*** Recorded data ***

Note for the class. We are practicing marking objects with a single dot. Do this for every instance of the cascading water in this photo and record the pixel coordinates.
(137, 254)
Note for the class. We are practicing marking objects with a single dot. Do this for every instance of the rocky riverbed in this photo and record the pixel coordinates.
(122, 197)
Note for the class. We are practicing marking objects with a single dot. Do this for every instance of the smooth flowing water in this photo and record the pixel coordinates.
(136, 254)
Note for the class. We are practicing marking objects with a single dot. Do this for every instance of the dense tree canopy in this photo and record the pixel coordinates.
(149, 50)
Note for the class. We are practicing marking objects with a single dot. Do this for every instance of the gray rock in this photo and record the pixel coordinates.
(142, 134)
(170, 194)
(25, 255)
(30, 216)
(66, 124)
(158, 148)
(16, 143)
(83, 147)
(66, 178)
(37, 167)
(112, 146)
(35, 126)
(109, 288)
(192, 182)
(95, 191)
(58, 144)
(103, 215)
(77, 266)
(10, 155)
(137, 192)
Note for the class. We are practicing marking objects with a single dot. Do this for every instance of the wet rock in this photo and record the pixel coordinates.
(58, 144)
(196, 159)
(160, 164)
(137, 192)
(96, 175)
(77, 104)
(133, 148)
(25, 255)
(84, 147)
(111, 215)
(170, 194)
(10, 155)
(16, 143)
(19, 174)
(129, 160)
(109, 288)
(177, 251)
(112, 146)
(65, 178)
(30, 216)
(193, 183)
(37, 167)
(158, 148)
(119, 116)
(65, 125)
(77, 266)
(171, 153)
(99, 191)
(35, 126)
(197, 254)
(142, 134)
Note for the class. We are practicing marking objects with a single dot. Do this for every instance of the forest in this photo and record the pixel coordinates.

*** End of Recorded data ***

Nothing may change. Retype all of the entries.

Note for the class. We are practicing marking objects with a single dot. Do this for every instance of the cascading water in this photo and record the pixel coordinates.
(137, 254)
Note for the class. We are practicing marking objects with a single dot. Do this for every instance of the rocky riverbed in this photo and record the pixel coordinates.
(122, 197)
Note for the class. We are practicing marking objects with a single dot. Do this for every instance of the smooth flowing water in this photo and record the pixel coordinates.
(136, 254)
Note for the class. We are practicing marking objects with a single dot. Do this for every instance of the dense tree canopy in this photo and record the pixel coordinates.
(149, 50)
Note for the class. We are practicing marking objects with a single dot. Do this for every instance of the gray rock in this photo and record the pixel coordinates.
(142, 134)
(170, 194)
(25, 255)
(30, 216)
(66, 124)
(158, 148)
(16, 143)
(83, 147)
(66, 178)
(37, 167)
(112, 146)
(35, 126)
(109, 288)
(192, 182)
(95, 191)
(58, 144)
(103, 215)
(77, 266)
(10, 155)
(137, 192)
Note for the class. We are practicing marking objects with a single dot. Do this for every instance of the wet rock in this photo and record the pixel coordinates.
(58, 144)
(196, 159)
(160, 164)
(137, 192)
(96, 175)
(77, 104)
(133, 148)
(25, 255)
(84, 147)
(111, 215)
(170, 194)
(10, 155)
(16, 143)
(19, 174)
(129, 160)
(109, 288)
(177, 251)
(112, 146)
(65, 178)
(30, 216)
(193, 183)
(37, 167)
(158, 148)
(119, 116)
(65, 125)
(77, 266)
(171, 153)
(99, 191)
(35, 126)
(197, 254)
(142, 134)
Note for the class. We are practicing marking objects with a single dot. Do this for every instance of the forest in this photo and record the pixel coordinates.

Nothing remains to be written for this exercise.